__WORK TASK 1__. Copy out the stretch from "On 29 December" through "the starving population." in the passage on Jørgensen's Iceland expeditions.
__WORK TASK 2__. According to the passage on Jørgensen's Iceland expeditions, which ship did Jørgensen take on his second expedition?

DOCUMENT SECTION Block Start

On 29 December 1808, at Liverpool harbour, Jørgensen accompanied and financed by James Savignac and Samuel Phelps, with the additional help of Sir Joseph Banks, embarked for Iceland with supplies for the starving population.

Their vessel Clarence met hostile resistance from the Danish government at Reykjavík, since it displayed the Union Jack Nevertheless, Jørgensen forced an agreement to bring the humanitarian aid ashore. Though, Jørgensen, Phelps, and Banks' humanitarian efforts faced challenges in Reykjavik, as the city's population of around 300 residents were predominantly linked to the colonial Danish government and enjoyed privileged status. This population did not represent the rural Icelanders in need of assistance that the three sought to reach.

=== Second expedition ===
In an attempt to recoup some of the merchants' losses from the first expedition, Jørgensen made a second expedition on the ship Margaret and Ann. Local governor, Frederich Christopher Trampe, Count of Trampe had been absent from the island, when the trade agreement with Jørgensen had been made and immediately scrapped the agreement. When Jørgensen found out, he made a secret plan to overthrow the local government. He besieged the governor's house and imprisoned him while the rest of the city were in church.

DOCUMENT SECTION Block End
RECORD EXTRACTS Block Start

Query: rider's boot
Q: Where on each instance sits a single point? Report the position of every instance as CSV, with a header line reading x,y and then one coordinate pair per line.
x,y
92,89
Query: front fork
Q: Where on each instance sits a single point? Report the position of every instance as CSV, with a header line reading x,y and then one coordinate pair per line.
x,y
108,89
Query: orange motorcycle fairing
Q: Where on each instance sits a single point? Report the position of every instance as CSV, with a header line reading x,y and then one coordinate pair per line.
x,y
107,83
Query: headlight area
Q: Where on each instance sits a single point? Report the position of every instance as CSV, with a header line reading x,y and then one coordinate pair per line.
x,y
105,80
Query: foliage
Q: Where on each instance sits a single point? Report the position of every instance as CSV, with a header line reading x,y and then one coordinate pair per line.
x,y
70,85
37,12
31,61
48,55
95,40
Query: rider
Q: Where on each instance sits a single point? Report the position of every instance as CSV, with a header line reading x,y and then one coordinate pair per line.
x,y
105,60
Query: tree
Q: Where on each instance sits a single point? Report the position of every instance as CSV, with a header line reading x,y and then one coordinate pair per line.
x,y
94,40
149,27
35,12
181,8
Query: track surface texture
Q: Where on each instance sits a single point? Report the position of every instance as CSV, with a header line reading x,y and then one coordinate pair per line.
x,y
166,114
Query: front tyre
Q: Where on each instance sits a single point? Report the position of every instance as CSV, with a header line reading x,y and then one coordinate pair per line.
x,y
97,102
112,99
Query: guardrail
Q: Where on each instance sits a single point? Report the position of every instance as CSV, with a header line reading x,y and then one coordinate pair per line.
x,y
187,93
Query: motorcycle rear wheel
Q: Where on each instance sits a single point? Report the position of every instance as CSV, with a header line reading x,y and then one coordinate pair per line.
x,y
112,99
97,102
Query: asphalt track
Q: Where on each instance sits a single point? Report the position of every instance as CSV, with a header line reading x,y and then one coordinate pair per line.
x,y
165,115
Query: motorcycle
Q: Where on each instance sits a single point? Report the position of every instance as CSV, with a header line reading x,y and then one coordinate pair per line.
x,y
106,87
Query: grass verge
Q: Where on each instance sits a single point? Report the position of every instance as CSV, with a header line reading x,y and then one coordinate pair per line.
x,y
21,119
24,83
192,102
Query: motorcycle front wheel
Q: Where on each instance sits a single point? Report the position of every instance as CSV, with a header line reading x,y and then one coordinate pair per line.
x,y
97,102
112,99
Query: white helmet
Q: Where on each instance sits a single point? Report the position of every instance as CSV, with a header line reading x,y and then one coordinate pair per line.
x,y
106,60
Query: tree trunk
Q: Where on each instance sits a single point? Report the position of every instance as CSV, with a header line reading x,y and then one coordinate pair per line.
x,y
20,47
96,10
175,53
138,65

RECORD EXTRACTS Block End

__ANSWER AREA 1__.
On 29 December 1808, at Liverpool harbour, Jørgensen accompanied and financed by James Savignac and Samuel Phelps, with the additional help of Sir Joseph Banks, embarked for Iceland with supplies for the starving population.

__ANSWER AREA 2__. Margaret and Ann